• _Задание A_:
Перепишите дословно часть фрагмента дискуссии, начиная со слов «Е.А. Нарочницкая: Спасибо.» и заканчивая словами «оно и есть.».
• _Задание B_:
Перечислите всех участников, чьи инициалы и фамилии стоят перед репликами во фрагменте дискуссии.

• _Фрагмент страницы_:

☆ ☆ ☆ ☆ ☆

Что касается дальнейшего развития событий, то, на мой взгляд, есть два сценария. Первый – дальнейшая легитимизация «Правого сектора» и вхождение их во власть, когда Ярош получит хотя бы пост министра внутренних дел. Это сильно зависит от того, что будет делать нынешний министр Аваков, которому «Правый сектор» бросил вызов и который этот вызов принял. Правда, в свойственной ему манере через «Facebook». Я иногда думаю, что он гораздо больше блогер, чем министр. А большая часть бойцов «Правого сектора» в этом сценарии войдет в национальную гвардию, и они таким образом смогут легализовать то оружие, которое захватили во Львове и в Тернополе. А второй сценарий – радикальный: если «Правый сектор» продолжает, будучи воинственно настроенным, оппонировать сегодняшней власти, которая не имеет рычагов влияния на него, тогда – здесь я согласен с Кириллом Евгеньевичем – возможен крымский сценарий. Если «Правый сектор» действительно придет к власти или нынешняя власть с ним не справится, тогда Россия будет вынуждена если и не вводить войска, то каким-то образом поставлять туда тех самых «зеленых человечков».

Что касается ближайших президентских выборов, то 8,2% – у Тимошенко, 8,9% – у Кличко, при этом в два раза больше у Петра Порошенко. Роль России у нас не очень заметили. Но неделю или полторы назад в программе «Вести» вышло большое интервью с бывшим руководителем СБУ Александром Якименко, в котором был такой магистральный сюжет: снайперы, уничтожившие 22 февраля и «Беркут», и демонстрантов, связаны с Парубием – главой совета национальной обороны и безопасности – и с Порошенко. Этот сюжет пока что особенно не развивают, но он был вброшен. Потом, я думаю, было замерено, насколько отреагировала та же «блогосфера». Она сильно не скакнула, но в случае, если Порошенко не будет для нас кандидатом номер один (а раньше он был абсолютно рукопожат, договороспособен; буквально в июле он приезжал в МГИМО на конференцию и абсолютно спокойно со всеми общался, то есть он не националист, и, я думаю, что для Кремля он не самая плохая кандидатура из тех, что там есть), если мы не договоримся с ним, я полагаю, в России начнут активно нагнетать эту тему со снайперами, которых якобы финансировал Порошенко.

Е.А. Нарочницкая: Спасибо. Теперь, пожалуйста, вопросы.

В.Е. Романов: Я – обеими руками за присоединение Крыма и – отдельно –Севастополя. Тем не менее в последнее время эксперты, в том числе украинские, утверждают, что объективно присоединение не только повлекло за собой мощный рост антироссийских настроений, но и несколько затормозило те интеграционные процессы, которые шли на юго-востоке Украины и имели пророссийскую направленность.

К.Е. Коктыш: Абсолютно верно; на данном этапе так оно и есть.

☆ ☆ ☆ ☆ ☆

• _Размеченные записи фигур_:
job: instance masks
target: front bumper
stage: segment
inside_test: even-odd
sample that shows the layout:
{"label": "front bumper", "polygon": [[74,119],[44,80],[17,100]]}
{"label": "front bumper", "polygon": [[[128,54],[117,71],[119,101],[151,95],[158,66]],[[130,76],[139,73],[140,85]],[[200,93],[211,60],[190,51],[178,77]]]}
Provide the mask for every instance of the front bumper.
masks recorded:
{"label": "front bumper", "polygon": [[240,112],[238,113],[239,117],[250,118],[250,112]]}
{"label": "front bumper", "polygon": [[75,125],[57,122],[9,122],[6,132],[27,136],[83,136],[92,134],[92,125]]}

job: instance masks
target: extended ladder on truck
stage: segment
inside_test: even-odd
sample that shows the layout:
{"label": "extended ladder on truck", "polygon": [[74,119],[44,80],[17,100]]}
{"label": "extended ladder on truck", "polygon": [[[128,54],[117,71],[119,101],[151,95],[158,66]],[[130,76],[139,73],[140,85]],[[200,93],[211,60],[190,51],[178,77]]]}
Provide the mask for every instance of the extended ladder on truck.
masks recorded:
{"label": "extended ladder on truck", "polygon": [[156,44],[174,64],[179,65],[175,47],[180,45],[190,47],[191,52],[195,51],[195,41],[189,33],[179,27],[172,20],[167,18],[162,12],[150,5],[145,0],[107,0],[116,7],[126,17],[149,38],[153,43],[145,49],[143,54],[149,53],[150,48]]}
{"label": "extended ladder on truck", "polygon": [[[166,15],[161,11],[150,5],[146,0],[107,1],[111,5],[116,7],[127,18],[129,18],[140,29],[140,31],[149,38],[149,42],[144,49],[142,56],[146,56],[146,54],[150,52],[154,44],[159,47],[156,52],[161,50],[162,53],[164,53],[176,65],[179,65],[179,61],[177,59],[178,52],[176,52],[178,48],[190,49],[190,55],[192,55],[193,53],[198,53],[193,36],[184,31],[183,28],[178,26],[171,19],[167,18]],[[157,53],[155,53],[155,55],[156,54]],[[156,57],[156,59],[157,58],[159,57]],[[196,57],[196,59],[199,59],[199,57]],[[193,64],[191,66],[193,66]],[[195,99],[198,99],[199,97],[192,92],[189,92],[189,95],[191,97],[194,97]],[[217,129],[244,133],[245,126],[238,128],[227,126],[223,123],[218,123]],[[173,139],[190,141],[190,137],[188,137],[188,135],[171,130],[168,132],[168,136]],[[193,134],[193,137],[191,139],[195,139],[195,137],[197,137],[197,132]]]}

☆ ☆ ☆ ☆ ☆

• _Правильный ответ A_:
Е.А. Нарочницкая: Спасибо. Теперь, пожалуйста, вопросы.

В.Е. Романов: Я – обеими руками за присоединение Крыма и – отдельно –Севастополя. Тем не менее в последнее время эксперты, в том числе украинские, утверждают, что объективно присоединение не только повлекло за собой мощный рост антироссийских настроений, но и несколько затормозило те интеграционные процессы, которые шли на юго-востоке Украины и имели пророссийскую направленность.

К.Е. Коктыш: Абсолютно верно; на данном этапе так оно и есть.

• _Правильный ответ B_:
Е.А. Нарочницкая
В.Е. Романов
К.Е. Коктыш